(Location identification items)

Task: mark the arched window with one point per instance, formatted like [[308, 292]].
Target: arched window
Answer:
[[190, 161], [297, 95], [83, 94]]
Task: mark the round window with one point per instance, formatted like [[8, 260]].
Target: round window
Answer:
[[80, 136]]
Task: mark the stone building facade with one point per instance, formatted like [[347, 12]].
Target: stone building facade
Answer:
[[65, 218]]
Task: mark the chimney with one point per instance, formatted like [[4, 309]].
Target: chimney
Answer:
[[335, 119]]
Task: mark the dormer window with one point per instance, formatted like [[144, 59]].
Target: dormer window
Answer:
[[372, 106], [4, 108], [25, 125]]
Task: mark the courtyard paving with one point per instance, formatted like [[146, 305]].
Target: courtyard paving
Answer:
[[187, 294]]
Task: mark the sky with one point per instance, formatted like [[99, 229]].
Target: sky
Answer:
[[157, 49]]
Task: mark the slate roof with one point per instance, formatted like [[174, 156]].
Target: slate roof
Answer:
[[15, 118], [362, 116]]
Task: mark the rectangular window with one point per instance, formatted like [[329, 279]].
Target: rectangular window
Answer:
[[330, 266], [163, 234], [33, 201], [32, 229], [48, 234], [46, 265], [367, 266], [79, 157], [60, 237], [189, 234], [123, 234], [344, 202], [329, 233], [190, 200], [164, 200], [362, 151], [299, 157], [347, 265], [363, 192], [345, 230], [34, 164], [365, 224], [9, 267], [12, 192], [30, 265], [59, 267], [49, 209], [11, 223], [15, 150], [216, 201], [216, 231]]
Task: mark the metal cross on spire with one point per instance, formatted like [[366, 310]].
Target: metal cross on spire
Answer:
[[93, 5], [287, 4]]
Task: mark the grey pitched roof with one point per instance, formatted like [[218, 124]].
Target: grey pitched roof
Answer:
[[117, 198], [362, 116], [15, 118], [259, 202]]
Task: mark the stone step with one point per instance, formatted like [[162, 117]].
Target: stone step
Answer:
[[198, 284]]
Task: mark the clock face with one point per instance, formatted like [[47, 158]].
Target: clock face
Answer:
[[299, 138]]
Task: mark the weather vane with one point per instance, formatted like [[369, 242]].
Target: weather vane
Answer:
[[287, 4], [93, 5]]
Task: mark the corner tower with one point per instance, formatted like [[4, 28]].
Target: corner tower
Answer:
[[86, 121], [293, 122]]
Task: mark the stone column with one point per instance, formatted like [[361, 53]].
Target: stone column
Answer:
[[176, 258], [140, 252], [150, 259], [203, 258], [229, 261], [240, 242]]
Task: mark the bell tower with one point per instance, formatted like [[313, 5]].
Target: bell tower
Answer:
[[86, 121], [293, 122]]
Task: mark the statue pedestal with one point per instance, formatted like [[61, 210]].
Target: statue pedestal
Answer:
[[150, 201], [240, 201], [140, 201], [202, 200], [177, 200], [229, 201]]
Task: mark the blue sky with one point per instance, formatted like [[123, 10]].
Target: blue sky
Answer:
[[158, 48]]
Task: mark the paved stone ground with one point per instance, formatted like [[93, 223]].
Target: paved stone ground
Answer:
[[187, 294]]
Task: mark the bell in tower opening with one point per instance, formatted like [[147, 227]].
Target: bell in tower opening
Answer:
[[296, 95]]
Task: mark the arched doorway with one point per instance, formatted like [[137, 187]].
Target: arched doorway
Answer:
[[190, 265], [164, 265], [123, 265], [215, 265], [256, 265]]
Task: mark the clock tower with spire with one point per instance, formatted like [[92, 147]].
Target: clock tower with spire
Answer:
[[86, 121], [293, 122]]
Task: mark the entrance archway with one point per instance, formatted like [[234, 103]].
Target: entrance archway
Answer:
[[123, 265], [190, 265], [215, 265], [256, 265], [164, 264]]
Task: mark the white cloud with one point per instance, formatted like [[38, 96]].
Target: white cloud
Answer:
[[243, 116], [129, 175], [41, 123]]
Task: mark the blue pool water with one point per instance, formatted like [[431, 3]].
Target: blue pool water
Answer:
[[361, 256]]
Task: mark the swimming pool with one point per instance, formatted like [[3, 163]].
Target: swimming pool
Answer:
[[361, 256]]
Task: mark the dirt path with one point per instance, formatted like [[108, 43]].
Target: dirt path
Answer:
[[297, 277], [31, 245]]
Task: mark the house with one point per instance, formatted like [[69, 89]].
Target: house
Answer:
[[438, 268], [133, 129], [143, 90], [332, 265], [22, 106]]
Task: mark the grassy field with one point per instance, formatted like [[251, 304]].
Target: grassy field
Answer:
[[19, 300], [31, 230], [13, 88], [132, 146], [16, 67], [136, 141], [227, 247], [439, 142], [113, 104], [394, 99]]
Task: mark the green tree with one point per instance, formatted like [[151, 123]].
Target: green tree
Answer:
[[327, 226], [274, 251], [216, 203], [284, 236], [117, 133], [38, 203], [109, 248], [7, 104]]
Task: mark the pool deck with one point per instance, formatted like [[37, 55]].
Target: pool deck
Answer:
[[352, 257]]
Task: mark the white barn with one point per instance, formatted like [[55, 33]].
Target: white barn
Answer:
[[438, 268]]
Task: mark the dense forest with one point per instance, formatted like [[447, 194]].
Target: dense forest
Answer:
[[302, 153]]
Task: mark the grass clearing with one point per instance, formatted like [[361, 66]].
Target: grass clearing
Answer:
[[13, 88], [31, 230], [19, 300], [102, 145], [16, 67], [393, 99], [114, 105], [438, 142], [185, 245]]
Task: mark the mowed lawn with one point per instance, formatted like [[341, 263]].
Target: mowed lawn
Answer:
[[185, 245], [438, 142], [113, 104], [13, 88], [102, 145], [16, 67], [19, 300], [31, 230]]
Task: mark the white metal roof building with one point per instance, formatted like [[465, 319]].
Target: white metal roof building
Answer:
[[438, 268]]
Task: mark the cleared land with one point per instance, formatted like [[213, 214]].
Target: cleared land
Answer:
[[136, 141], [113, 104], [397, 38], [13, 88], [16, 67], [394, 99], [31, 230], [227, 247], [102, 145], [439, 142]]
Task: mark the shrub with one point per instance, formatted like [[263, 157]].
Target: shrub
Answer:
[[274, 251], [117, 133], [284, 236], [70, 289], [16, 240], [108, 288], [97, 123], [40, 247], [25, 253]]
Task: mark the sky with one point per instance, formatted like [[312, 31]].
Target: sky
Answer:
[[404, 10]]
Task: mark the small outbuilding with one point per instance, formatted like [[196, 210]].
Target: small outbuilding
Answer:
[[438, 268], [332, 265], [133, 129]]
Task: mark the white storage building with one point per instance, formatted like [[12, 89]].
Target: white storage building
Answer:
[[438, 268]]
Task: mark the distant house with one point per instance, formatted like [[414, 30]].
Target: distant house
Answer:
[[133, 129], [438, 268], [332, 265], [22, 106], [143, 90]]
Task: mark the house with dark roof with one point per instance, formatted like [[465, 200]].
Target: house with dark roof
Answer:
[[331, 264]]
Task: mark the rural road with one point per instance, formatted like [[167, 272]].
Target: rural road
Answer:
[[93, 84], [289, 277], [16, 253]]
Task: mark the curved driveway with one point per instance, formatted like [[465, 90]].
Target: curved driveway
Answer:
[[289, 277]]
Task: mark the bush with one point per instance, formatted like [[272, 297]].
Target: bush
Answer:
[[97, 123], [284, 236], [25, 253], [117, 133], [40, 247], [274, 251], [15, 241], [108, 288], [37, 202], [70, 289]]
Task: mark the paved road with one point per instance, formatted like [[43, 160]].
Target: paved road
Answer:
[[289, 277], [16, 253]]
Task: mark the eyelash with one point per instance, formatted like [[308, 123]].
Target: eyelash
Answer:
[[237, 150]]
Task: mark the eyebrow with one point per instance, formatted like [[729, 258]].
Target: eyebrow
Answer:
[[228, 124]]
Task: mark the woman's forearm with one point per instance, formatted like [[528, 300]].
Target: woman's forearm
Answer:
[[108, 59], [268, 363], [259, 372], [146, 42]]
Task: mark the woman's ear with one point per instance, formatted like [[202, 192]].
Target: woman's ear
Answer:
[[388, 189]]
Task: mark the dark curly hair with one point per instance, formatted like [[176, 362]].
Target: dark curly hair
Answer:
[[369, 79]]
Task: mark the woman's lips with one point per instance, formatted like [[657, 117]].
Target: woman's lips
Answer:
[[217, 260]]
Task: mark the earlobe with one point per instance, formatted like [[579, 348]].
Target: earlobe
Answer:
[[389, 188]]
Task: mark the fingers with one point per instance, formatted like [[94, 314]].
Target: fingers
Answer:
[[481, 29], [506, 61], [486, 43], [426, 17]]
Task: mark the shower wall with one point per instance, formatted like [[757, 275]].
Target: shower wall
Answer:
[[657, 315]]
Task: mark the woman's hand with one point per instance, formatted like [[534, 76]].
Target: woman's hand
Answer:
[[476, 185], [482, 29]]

*What you are asked to do*
Retype exactly, please, each line from the line that contains "Task: mark the woman's ear" through the last line of the entries above, with nothing added.

*Exercise solution*
Task: mark the woman's ear with one point per instance, formatted like [[202, 192]].
Target: woman's ear
Answer:
[[388, 189]]
Task: mark the dark curly hair with one point per instance, formatted like [[176, 362]].
Target: dark curly hair
Answer:
[[369, 79]]
Task: mark the woman's lips with one point per instance, formatted like [[657, 117]].
Target: woman's lips
Answer:
[[217, 260]]
Task: mark the earlobe with one point per instance, formatted like [[579, 348]].
Target: earlobe
Answer:
[[389, 188]]
Task: mark the fingers with one point per instance, formatted like [[94, 314]].
Target: fingers
Answer:
[[481, 29], [506, 61], [486, 43], [426, 17]]
Task: mark the shower wall with one point per instance, formatted like [[757, 275]].
Target: shower wall
Answer:
[[657, 315]]
Task: mark the woman's hand with one point per instance, formatted like [[534, 76]].
Target: woman's hand
Answer:
[[476, 185], [482, 29]]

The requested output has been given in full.